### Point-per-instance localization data

"""

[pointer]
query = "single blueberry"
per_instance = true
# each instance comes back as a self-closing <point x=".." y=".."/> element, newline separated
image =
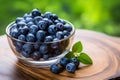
<point x="45" y="56"/>
<point x="36" y="55"/>
<point x="28" y="48"/>
<point x="24" y="30"/>
<point x="64" y="61"/>
<point x="37" y="19"/>
<point x="68" y="28"/>
<point x="40" y="35"/>
<point x="42" y="25"/>
<point x="48" y="38"/>
<point x="36" y="12"/>
<point x="71" y="67"/>
<point x="52" y="29"/>
<point x="60" y="26"/>
<point x="33" y="29"/>
<point x="43" y="49"/>
<point x="75" y="61"/>
<point x="59" y="35"/>
<point x="30" y="37"/>
<point x="54" y="68"/>
<point x="22" y="37"/>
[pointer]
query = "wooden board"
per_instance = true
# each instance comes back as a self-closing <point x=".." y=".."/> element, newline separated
<point x="104" y="51"/>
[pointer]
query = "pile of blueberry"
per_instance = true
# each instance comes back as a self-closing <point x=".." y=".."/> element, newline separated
<point x="34" y="30"/>
<point x="69" y="64"/>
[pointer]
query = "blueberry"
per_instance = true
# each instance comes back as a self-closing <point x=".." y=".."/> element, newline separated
<point x="40" y="35"/>
<point x="24" y="30"/>
<point x="75" y="61"/>
<point x="59" y="35"/>
<point x="64" y="61"/>
<point x="28" y="19"/>
<point x="33" y="29"/>
<point x="42" y="25"/>
<point x="37" y="19"/>
<point x="14" y="32"/>
<point x="25" y="54"/>
<point x="60" y="26"/>
<point x="43" y="49"/>
<point x="71" y="67"/>
<point x="48" y="38"/>
<point x="28" y="48"/>
<point x="36" y="12"/>
<point x="66" y="33"/>
<point x="22" y="37"/>
<point x="45" y="56"/>
<point x="18" y="19"/>
<point x="68" y="27"/>
<point x="36" y="46"/>
<point x="36" y="55"/>
<point x="52" y="29"/>
<point x="55" y="69"/>
<point x="21" y="24"/>
<point x="30" y="37"/>
<point x="30" y="23"/>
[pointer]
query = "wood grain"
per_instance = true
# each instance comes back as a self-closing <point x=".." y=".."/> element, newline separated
<point x="103" y="49"/>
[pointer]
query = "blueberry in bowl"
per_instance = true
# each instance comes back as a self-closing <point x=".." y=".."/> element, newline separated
<point x="39" y="40"/>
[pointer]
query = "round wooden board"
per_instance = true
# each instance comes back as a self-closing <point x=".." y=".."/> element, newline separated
<point x="104" y="51"/>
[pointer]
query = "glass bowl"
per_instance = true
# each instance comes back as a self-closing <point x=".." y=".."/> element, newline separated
<point x="56" y="49"/>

"""

### WHAT TO PRODUCE
Return each line of the data above that includes the word "board".

### OUTPUT
query = "wooden board"
query = "round wooden board"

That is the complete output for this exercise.